Newsletter 316 April 2001
On the Move: Leaving Base Camp and Establishing Advanced Base Camp
126 yaks, each loaded with over 40 kilos (88 lbs.) of equipment, food, propane gas cylenders, rope and oxygen bottles are plying the pathways of the Rongbuk and East Rongbulk glaciers this week. Our team is moving up the hill.
The journey from Base Camp to ABC follows a 22 km (13 mile) trail, climbing to 6400 m. (21,000 ft.). ABC is situated along a thin strip of rock covered glacier, perhaps 50 meters wide and 300 meters long. This leaves hardly enough room for the 26 expeditions that hope to climb Everest this year. With a shortage of space in mind, Karsang, one of our Sherpas, ran from BC to ABC on the day he arrived, claiming a choice peice of real estate for our team.
Four days later, the rest of the climbing Sherpas and the first group of 60 yaks begin their two day journey to ABC. Today, a third of the climbing team left BC for interim camp, a camp we place half way along the route. Tomorrow, six more climbers, Russ, Asmus and 60 more yaks will leave. On April 18th, Chris and four North Col trekkers will finally wave goodbye to the relative warmth and comfort of BC.
Advanced Base Camp is really the launching point for the climb. This camp is the highest place that the yaks can climb to. It is probably the highest place in the world accessed by yaks. (Camels climb a bit higher on Mustagh Ata, a mountain in Kashgar).

PROMPT 1 - List every individual mentioned by name in the Everest expedition newsletter.
PROMPT 2 - Continue the Everest expedition newsletter from its final sentence.
The data that follows is not needed for the work on the Everest newsletter.

RECORDS SHOWN -
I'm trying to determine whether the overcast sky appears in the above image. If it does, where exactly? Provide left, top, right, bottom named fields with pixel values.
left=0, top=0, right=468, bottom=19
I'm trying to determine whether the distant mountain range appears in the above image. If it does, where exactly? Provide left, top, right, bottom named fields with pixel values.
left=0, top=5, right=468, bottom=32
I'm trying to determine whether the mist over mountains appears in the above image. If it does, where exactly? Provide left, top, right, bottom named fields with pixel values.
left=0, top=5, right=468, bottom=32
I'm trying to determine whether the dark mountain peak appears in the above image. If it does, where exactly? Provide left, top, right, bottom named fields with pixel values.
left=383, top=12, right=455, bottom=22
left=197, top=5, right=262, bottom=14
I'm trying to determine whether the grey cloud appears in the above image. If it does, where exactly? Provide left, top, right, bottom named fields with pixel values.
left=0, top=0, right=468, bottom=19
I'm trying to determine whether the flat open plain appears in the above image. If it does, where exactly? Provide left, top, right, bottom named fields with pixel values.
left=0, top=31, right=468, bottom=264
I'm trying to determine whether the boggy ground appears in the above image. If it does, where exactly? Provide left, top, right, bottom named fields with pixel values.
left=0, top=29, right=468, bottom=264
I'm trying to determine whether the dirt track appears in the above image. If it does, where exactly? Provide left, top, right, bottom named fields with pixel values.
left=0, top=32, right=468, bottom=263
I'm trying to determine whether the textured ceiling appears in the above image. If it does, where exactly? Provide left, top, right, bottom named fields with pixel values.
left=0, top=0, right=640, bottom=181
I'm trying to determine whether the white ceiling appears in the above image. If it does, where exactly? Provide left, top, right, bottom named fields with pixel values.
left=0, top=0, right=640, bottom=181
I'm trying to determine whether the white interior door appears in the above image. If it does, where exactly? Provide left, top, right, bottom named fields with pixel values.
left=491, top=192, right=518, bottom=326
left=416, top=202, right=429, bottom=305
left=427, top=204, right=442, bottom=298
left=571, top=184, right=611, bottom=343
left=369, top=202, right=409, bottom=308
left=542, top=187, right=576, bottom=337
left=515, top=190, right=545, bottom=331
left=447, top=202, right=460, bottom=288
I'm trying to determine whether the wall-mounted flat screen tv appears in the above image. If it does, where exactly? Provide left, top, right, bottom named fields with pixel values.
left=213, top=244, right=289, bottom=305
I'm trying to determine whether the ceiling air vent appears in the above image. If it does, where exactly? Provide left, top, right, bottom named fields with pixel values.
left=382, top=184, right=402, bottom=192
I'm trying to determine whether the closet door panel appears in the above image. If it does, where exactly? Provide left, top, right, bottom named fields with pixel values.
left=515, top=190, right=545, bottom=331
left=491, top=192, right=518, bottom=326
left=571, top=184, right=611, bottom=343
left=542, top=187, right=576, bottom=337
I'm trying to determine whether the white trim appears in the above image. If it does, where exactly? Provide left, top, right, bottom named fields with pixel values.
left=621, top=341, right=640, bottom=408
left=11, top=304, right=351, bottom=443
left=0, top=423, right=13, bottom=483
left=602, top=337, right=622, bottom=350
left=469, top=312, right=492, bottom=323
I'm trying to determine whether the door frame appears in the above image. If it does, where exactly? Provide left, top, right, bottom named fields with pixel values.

ANSWER SPACE 1 - Karsang, Russ, Asmus, Chris

ANSWER SPACE 2 -
It will be good to move above BC. While it is lower, warmer and more hospitable in most ways, we are here to climb some this hill we've been gazing at for a week now. A lot of us are getting antsy here, despite the excellent peaks we have been climbing and the wonderful moments of relaxation we have earned, (it is hard to beat the simple pleasure of laying in a sun warmed tent, reading a book). Most of us feel as if we are getting too fat, here. The food has been so good, and Russ has stocked up on all sorts of goodies. While we have plenty of potato chips, fresh yak meat and chocolate covered Easter eggs, we are consuming over 0.5 kilos of coffee every day. Do the math: we brought 25 kilos for a 60 day expedition.
By the evening of April 2Oth all of the climbers will be in ABC. I'd imagine that by that time, some of our Sherpas will have struck out for higher camps, establishing at least a simple tent at each of the four high camps, weather permitting, in barely a week. Meanwhile the rest of us will start the long, hard process of stocking each camp with the sleeping bags, oxygen, stoves, cooksets, medical supplies and other gadgets we will need.
At this stage in the expedition, everyone is healthy and happy. Not even a cough can be heard among us. We're cautiously optimistic.
A quick weather report: we arrived to a black mountain, with the thinnest of snow cover in the deepest couliors and barely any snow patches on the faces. Two days ago it snowed, dumping 3 inches at BC, but over a foot high on the mountain. Since then a little more snow has fallen. High winds have blown some of the faces clean, while creating cornices on many of the ridgelines. The high winds would prevent any work from being done high on the hill either yesterday or today. Base camp is clear of snow, windy but warm.